*Task details*. Below is a set of entries. Reproduce exactly the lines from the one containing "Task: kindly identify the camouflage" through the end, both included.
>> BEGIN Records provided
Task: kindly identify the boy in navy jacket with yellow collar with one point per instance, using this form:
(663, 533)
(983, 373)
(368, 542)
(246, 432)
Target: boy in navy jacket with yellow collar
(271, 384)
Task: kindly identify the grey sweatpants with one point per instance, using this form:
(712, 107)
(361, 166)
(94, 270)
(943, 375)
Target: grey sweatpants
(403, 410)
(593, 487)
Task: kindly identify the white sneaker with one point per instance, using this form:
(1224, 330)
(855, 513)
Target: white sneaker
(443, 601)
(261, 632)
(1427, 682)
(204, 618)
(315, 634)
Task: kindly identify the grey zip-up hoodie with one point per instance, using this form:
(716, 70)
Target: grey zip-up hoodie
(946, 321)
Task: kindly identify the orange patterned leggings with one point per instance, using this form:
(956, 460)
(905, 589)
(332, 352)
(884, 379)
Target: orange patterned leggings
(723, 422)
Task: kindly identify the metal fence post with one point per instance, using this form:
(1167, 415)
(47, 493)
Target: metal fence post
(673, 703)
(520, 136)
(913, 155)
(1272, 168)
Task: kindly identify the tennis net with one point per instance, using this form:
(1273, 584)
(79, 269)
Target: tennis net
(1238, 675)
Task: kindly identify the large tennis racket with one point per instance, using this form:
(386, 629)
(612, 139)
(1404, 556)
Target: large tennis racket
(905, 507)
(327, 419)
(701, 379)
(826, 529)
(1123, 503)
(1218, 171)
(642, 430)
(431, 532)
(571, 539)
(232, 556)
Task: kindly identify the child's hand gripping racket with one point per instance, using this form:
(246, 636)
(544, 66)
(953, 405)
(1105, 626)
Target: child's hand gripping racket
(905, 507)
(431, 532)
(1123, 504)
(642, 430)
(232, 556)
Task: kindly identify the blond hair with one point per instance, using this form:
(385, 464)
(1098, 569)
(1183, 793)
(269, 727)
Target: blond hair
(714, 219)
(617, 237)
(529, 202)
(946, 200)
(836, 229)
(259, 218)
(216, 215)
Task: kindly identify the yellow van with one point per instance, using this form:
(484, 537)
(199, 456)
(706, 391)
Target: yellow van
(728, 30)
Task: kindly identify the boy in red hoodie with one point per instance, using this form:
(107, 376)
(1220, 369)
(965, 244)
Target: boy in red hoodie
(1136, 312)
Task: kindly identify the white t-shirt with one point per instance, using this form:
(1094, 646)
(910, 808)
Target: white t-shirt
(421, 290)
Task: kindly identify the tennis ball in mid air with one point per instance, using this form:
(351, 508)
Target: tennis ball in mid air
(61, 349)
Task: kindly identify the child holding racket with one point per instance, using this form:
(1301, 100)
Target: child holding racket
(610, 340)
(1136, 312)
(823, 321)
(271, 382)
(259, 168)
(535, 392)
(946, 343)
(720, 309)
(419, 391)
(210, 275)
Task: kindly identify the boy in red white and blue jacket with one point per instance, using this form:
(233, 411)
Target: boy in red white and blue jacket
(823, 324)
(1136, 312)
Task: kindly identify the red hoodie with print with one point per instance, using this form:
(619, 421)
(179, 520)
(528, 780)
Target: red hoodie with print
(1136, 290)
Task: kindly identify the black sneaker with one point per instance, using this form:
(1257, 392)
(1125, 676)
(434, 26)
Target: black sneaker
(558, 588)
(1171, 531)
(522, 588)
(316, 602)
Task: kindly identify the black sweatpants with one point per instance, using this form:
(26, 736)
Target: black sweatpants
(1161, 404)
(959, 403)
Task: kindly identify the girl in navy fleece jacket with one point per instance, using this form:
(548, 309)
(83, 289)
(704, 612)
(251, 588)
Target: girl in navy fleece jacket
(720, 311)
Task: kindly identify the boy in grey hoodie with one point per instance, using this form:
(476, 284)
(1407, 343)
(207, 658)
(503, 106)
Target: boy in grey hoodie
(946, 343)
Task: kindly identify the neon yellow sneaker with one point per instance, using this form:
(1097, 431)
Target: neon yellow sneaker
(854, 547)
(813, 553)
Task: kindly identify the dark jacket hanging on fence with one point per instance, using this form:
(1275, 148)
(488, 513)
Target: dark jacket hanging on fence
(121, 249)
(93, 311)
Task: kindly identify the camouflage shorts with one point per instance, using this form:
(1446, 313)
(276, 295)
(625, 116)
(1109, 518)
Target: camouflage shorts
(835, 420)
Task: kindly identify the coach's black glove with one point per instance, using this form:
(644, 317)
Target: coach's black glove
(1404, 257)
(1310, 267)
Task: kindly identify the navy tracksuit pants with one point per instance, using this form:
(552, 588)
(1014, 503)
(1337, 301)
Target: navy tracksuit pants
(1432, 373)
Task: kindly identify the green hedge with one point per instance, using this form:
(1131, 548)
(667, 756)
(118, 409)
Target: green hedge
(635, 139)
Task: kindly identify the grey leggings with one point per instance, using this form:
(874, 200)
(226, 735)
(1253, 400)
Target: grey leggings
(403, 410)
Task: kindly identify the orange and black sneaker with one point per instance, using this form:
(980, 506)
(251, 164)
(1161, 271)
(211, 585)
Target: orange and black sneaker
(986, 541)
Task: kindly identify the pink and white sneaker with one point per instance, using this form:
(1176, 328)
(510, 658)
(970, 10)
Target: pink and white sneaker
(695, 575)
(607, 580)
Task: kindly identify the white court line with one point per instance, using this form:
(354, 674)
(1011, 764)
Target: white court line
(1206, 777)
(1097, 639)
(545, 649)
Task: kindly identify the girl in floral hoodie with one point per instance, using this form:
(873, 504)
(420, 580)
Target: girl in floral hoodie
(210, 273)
>> END Records provided
*Answer to this task*.
Task: kindly identify the camouflage shorts with one point per instance, using this form:
(1446, 313)
(276, 295)
(625, 116)
(1109, 518)
Target: camouflage shorts
(835, 420)
Task: kindly identify the coach's black glove with one point per instance, using this form:
(644, 317)
Target: coach's black glove
(1404, 257)
(1310, 267)
Task: kindly identify the navy tracksuit pants with one point per instance, using this form:
(552, 588)
(1014, 503)
(1337, 301)
Target: navy tracksuit pants
(1432, 373)
Task: kindly identify the green hedge with one point per instance, using this form:
(1131, 548)
(667, 756)
(118, 409)
Target: green hedge
(635, 139)
Task: kindly identify the grey leggings with one point per instance, using this form:
(874, 200)
(226, 735)
(1253, 400)
Target: grey leggings
(403, 410)
Task: kindly identify the orange and black sneaker with one point per instance, using this form:
(980, 506)
(251, 164)
(1161, 271)
(211, 585)
Target: orange and black sneaker
(986, 541)
Task: kindly identify the pink and white sneaker with one point per instance, using this form:
(1176, 328)
(510, 658)
(970, 10)
Target: pink and white sneaker
(695, 575)
(607, 580)
Task: kindly identify the white court line with one point per instance, using this form:
(354, 674)
(1011, 764)
Target: white court line
(1206, 777)
(1097, 639)
(545, 649)
Task: kindly identify the girl in floral hoodie with one point per instance, using this form:
(873, 504)
(420, 580)
Target: girl in floral hoodie
(210, 273)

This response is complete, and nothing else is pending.